EXCERPTED PASSAGE:

# Remote control changes channels on both receivers



## Guest (Jan 29, 2007)

What do you do when you have 2 of the exact same piece of equipment in the same home theater control closet and you want to use a remote control to change channels or perform any other function, but when you do that, it changes the channels or performs that function on both pieces of equipment because the equipment is the same. i.e. directv receivers (remote changes channels on both receivers)?


----------



## Sonnie (Apr 11, 2006)

I moved this to the Remotes forum.

Hello Brad and welcome to the Shack!

You can change the remote code on your receiver and remote. I'm can't remember exactly how it's done, but their should be instructions in your receiver manual.


----------



## Hakka (Sep 10, 2006)

What are the 2 pieces of equipment in question?


----------



## Steve Williamson (May 11, 2006)

Are you using IR distribution in the closet, or just point and shoot?


----------



## bpape (Sep 14, 2006)

To do what you want, either the individual pieces need to be addressable - or - the IR distribution needs to be addressable and individual repeater/emitters used for each piece. 

Bryan


----------



## Guest (Jan 29, 2007)

I have (2) Directv HR20's and when you try to change the channel on one of the receivers, both change. I am actually building a house and am going to have an audio/video closet in basement at the bottom of the steps. I am just now to the point of running wires. If I used an IR extender and aimed the eye into the eye of each receiver, would that work?


----------



## Guest (Jan 29, 2007)

All Sat box's that I've used in past have had the ability to set a range of IR freq's used so that you can avoid the issue that you are seeing. There should be a setting somewhere on the remote to set it to AV1, AV2 etc so set one to AV2 and then in the setup menu navigate to the Remote menu option and change the IR setting from AV1 to AV2 so that it matches the setting you did on the remote. Your owners manual should have a section on changing the remote codes.


----------



## Guest (Jan 30, 2007)

Thank you very much. 

I have a question about another subject within my system. I am going to build a HTPC for my audio/video closet. I am going to have video switching capabilities to be able to access any video or audio from my closet anywhere on any TV in the house. Do you know of a good wireless keyboard/mouse that I could get that would span the range of a 2 story house down to the basement. I would say that the signal would never have to travel more than 100 feet.


----------

A series of records:

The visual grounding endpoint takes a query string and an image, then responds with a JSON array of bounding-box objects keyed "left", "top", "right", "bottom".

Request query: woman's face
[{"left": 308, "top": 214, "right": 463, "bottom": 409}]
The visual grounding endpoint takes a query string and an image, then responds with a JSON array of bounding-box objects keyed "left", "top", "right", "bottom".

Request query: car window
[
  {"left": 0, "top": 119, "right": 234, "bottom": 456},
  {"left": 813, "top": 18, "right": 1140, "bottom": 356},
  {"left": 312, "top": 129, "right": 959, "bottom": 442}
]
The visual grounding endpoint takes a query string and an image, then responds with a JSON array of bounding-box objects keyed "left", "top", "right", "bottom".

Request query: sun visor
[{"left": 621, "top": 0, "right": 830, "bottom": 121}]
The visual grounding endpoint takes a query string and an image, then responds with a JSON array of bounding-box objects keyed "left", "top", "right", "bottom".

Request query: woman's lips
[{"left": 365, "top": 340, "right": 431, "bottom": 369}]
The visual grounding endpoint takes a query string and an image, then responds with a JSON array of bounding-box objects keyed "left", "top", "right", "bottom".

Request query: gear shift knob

PROBLEM DESCRIPTION: Repeat the entire forum thread about a remote that changes channels on both receivers, word for word. The records are a separate set of material.

SOLUTION TO THE PROBLEM:
# Remote control changes channels on both receivers



## Guest (Jan 29, 2007)

What do you do when you have 2 of the exact same piece of equipment in the same home theater control closet and you want to use a remote control to change channels or perform any other function, but when you do that, it changes the channels or performs that function on both pieces of equipment because the equipment is the same. i.e. directv receivers (remote changes channels on both receivers)?


----------



## Sonnie (Apr 11, 2006)

I moved this to the Remotes forum.

Hello Brad and welcome to the Shack!

You can change the remote code on your receiver and remote. I'm can't remember exactly how it's done, but their should be instructions in your receiver manual.


----------



## Hakka (Sep 10, 2006)

What are the 2 pieces of equipment in question?


----------



## Steve Williamson (May 11, 2006)

Are you using IR distribution in the closet, or just point and shoot?


----------



## bpape (Sep 14, 2006)

To do what you want, either the individual pieces need to be addressable - or - the IR distribution needs to be addressable and individual repeater/emitters used for each piece. 

Bryan


----------



## Guest (Jan 29, 2007)

I have (2) Directv HR20's and when you try to change the channel on one of the receivers, both change. I am actually building a house and am going to have an audio/video closet in basement at the bottom of the steps. I am just now to the point of running wires. If I used an IR extender and aimed the eye into the eye of each receiver, would that work?


----------



## Guest (Jan 29, 2007)

All Sat box's that I've used in past have had the ability to set a range of IR freq's used so that you can avoid the issue that you are seeing. There should be a setting somewhere on the remote to set it to AV1, AV2 etc so set one to AV2 and then in the setup menu navigate to the Remote menu option and change the IR setting from AV1 to AV2 so that it matches the setting you did on the remote. Your owners manual should have a section on changing the remote codes.


----------



## Guest (Jan 30, 2007)

Thank you very much. 

I have a question about another subject within my system. I am going to build a HTPC for my audio/video closet. I am going to have video switching capabilities to be able to access any video or audio from my closet anywhere on any TV in the house. Do you know of a good wireless keyboard/mouse that I could get that would span the range of a 2 story house down to the basement. I would say that the signal would never have to travel more than 100 feet.


----------